*** Document extract
Following the previous post reporting on the 100th anniversary of the extinction of the passenger pigeon, I want to write just a few words about the Wilderness Act, and point you to some interesting resources about the law. The Wilderness Act was signed into law by President Lyndon Johnson fifty years ago on September 3, 1964. Friends and advocates are celebrating its golden anniversary.
True wilderness areas are the places left to us “where man himself is a visitor who does not remain” (those words are from the law’s own definition of wilderness). They are the places where the popular phrase “take only pictures, leave only footprints” really is the law of the land. They are places accessible to you only by foot or on horseback; (or, in the case of the Gaylord Nelson Wilderness in the Apostle Islands, by boat). Tent camping – in a tent you backpack in – is the only possible way to overnight in a wilderness area.
Wisconsin has seven such designated wilderness areas. One of them, the Wisconsin Islands Wilderness, composed of three small islands in Lake Michigan near the tip of Door County, is not open to the public.
******
## Questions to answer
a - Rewrite the Wilderness Act post from "Wisconsin has seven" to "to the public.", renaming "Lake Michigan" as "Green Bay".
b - Please carry the Wilderness Act post forward from its final sentence.
The data has nothing to do with the Wilderness Act post.
*** Source information
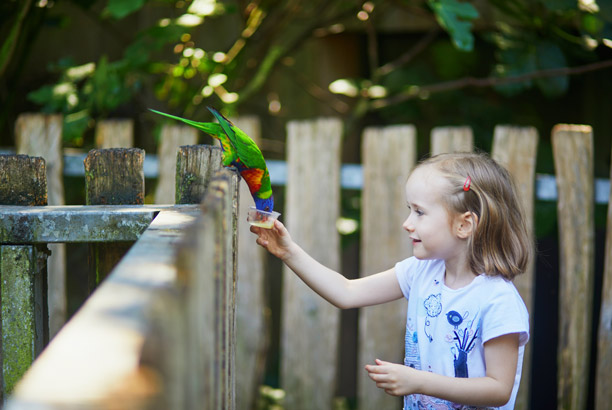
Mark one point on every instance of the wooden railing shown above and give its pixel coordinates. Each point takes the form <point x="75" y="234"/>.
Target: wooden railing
<point x="309" y="327"/>
<point x="158" y="332"/>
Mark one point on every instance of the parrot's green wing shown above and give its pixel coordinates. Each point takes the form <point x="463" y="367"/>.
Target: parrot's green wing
<point x="249" y="156"/>
<point x="247" y="151"/>
<point x="213" y="129"/>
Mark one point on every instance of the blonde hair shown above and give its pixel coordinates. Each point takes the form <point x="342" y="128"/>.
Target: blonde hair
<point x="501" y="243"/>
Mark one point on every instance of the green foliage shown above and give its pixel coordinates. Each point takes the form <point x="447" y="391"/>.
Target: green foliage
<point x="456" y="18"/>
<point x="85" y="92"/>
<point x="184" y="60"/>
<point x="119" y="9"/>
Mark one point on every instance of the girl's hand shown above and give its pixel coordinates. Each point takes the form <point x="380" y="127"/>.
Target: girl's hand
<point x="395" y="379"/>
<point x="276" y="239"/>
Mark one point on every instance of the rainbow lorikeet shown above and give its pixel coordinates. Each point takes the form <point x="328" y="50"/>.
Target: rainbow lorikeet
<point x="241" y="152"/>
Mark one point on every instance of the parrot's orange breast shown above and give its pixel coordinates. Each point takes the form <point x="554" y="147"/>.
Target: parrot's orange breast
<point x="253" y="177"/>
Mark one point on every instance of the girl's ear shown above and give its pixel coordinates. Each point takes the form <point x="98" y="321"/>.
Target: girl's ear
<point x="466" y="224"/>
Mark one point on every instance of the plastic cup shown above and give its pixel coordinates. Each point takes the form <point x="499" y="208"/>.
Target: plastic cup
<point x="262" y="219"/>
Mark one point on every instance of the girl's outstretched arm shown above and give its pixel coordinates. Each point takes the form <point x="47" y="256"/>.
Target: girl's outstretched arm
<point x="495" y="389"/>
<point x="332" y="286"/>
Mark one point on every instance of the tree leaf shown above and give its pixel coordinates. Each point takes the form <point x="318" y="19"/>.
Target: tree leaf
<point x="549" y="55"/>
<point x="120" y="8"/>
<point x="456" y="18"/>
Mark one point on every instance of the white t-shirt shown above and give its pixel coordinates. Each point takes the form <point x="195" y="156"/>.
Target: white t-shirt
<point x="446" y="328"/>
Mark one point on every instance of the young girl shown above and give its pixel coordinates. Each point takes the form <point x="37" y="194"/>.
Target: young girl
<point x="466" y="325"/>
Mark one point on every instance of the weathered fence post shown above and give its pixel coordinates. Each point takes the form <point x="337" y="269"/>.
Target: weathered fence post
<point x="117" y="133"/>
<point x="112" y="177"/>
<point x="603" y="376"/>
<point x="172" y="137"/>
<point x="207" y="275"/>
<point x="516" y="148"/>
<point x="309" y="365"/>
<point x="573" y="155"/>
<point x="195" y="166"/>
<point x="25" y="323"/>
<point x="252" y="315"/>
<point x="451" y="139"/>
<point x="40" y="135"/>
<point x="388" y="156"/>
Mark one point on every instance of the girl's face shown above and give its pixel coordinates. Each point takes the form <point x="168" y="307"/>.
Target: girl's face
<point x="430" y="225"/>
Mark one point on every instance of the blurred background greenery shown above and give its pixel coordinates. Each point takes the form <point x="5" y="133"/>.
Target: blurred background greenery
<point x="425" y="62"/>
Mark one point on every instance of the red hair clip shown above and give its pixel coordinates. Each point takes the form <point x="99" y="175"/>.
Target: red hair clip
<point x="467" y="184"/>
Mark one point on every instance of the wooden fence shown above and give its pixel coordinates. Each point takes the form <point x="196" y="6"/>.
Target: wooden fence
<point x="309" y="334"/>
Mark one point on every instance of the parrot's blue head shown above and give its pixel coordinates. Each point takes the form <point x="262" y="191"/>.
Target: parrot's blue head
<point x="264" y="204"/>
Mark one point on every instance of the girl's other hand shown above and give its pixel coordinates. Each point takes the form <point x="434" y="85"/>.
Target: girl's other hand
<point x="276" y="239"/>
<point x="395" y="379"/>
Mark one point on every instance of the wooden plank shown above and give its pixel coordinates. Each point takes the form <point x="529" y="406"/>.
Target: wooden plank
<point x="252" y="313"/>
<point x="195" y="166"/>
<point x="24" y="309"/>
<point x="308" y="364"/>
<point x="516" y="149"/>
<point x="573" y="156"/>
<point x="171" y="138"/>
<point x="112" y="177"/>
<point x="22" y="338"/>
<point x="603" y="375"/>
<point x="74" y="223"/>
<point x="451" y="139"/>
<point x="109" y="356"/>
<point x="115" y="133"/>
<point x="207" y="274"/>
<point x="388" y="156"/>
<point x="40" y="135"/>
<point x="22" y="180"/>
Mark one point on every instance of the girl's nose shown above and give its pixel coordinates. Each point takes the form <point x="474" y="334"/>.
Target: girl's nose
<point x="407" y="225"/>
******
## Your written answers
a -
Wisconsin has seven such designated wilderness areas. One of them, the Wisconsin Islands Wilderness, composed of three small islands in Green Bay near the tip of Door County, is not open to the public.

b -
The other six (all are open) are spread across northern Wisconsin. Four of them are within the borders of the Chequamegon National Forest – 2 in Bayfield County, one in Forest County and another in Florence County. The newest and largest wilderness area in Wisconsin is the Gaylord Nelson Wilderness. It lies within the Apostle Islands National Lakeshore, designated by law and signed by President George W. Bush in 2004.

The northern hardwood and pine forests cover most of the terrain of Headwaters Wilderness in the northeastern corner of Wisconsin. This is in the Nicolet unit of the Chequamegon-Nicolet National Forest. (This photo of the Headwaters Wilderness in Wisconsin is credited to M. Duchek, via Wikimedia Commons.)
Here is a link to a page all about the Wilderness Act, offered by The Wilderness Society, which includes a good capsule history of the efforts that went into crafting the law. Most helpfully, there are short features about eight people who were key to making it happen, including Aldo Leopold and the writer, Wallace Stegner.
At Wisconsin Trails, Chelsey Lewis, offered a personal reflection of the importance of living a life rich in outdoor experiences. She also shares more about the Gaylord Nelson Wilderness and includes links to, and a description of, each of Wisconsin’s wilderness areas. If you’re thinking of visiting any of them yourself, this will provide the details you’ll need to start your trip.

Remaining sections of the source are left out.